Work task. The data that follows is to be given again, exactly as written.

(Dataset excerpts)
————

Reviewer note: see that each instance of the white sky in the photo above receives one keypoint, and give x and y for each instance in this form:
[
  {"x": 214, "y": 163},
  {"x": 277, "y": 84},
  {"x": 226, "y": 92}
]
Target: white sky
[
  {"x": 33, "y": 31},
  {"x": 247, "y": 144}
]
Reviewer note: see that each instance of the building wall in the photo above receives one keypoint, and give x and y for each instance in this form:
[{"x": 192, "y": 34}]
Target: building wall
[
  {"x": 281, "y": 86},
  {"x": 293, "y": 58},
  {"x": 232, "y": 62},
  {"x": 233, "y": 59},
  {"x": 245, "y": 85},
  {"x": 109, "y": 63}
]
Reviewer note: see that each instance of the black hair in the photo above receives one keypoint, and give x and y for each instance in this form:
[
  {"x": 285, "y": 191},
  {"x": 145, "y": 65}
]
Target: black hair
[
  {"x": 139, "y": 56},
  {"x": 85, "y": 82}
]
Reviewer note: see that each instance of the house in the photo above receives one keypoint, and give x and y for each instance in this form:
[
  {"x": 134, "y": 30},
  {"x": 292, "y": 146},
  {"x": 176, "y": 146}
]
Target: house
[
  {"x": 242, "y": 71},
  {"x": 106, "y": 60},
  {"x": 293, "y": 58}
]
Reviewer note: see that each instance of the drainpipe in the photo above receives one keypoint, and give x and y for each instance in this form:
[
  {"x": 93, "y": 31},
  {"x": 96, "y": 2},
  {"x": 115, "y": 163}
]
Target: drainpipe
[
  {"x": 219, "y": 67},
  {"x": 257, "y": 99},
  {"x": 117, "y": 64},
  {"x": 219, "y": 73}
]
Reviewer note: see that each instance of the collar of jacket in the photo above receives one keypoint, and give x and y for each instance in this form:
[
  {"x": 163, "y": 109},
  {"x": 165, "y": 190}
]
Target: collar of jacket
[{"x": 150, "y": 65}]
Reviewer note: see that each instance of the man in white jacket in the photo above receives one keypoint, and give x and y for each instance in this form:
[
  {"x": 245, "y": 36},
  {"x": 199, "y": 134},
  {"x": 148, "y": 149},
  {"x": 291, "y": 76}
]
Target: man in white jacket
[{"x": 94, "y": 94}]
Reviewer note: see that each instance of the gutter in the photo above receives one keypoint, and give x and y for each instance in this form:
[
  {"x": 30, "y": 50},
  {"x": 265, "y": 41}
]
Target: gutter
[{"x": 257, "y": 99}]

————

Finished exercise.
Reviewer note: see that each instance of the white sky in the photo above receives one keypoint, and give x and y for each instance in this form:
[
  {"x": 214, "y": 163},
  {"x": 277, "y": 84},
  {"x": 226, "y": 92}
]
Target: white sky
[
  {"x": 33, "y": 31},
  {"x": 247, "y": 144}
]
Reviewer note: see that each instance of the building wall in the photo above receives one keypoint, and give x and y for each instance in this form:
[{"x": 192, "y": 34}]
Target: building wall
[
  {"x": 281, "y": 86},
  {"x": 293, "y": 58},
  {"x": 232, "y": 62},
  {"x": 233, "y": 59},
  {"x": 245, "y": 85},
  {"x": 109, "y": 63}
]
Reviewer note: see that each instance of the black hair in the photo above receives one keypoint, and give x and y for each instance in this form:
[
  {"x": 285, "y": 191},
  {"x": 145, "y": 65}
]
Target: black hair
[
  {"x": 139, "y": 56},
  {"x": 85, "y": 82}
]
Reviewer note: see that each instance of the house in the photo above receives one keypoint, and give x and y for each instance in this form:
[
  {"x": 134, "y": 30},
  {"x": 292, "y": 146},
  {"x": 176, "y": 146}
]
Target: house
[
  {"x": 242, "y": 71},
  {"x": 106, "y": 60},
  {"x": 293, "y": 58}
]
Reviewer note: see that each instance of the drainpipe in the photo above receives one keypoint, and give x and y for each instance in this form:
[
  {"x": 93, "y": 31},
  {"x": 96, "y": 2},
  {"x": 115, "y": 163}
]
Target: drainpipe
[
  {"x": 219, "y": 67},
  {"x": 257, "y": 99},
  {"x": 117, "y": 64},
  {"x": 219, "y": 73}
]
Reviewer note: see that each instance of the collar of jacket in the photo above receives one keypoint, and give x and y for each instance in this form:
[
  {"x": 163, "y": 109},
  {"x": 165, "y": 190}
]
Target: collar of jacket
[{"x": 150, "y": 65}]
Reviewer note: see that each instance of the man in white jacket in the photo above receives one keypoint, and give x and y for each instance in this form:
[
  {"x": 245, "y": 36},
  {"x": 199, "y": 134},
  {"x": 148, "y": 149},
  {"x": 291, "y": 76}
]
Target: man in white jacket
[{"x": 94, "y": 94}]
Reviewer note: see that each instance of the gutter in the photo above receives one keypoint, and give x and y for each instance in this form:
[
  {"x": 30, "y": 50},
  {"x": 265, "y": 41}
]
Target: gutter
[{"x": 257, "y": 99}]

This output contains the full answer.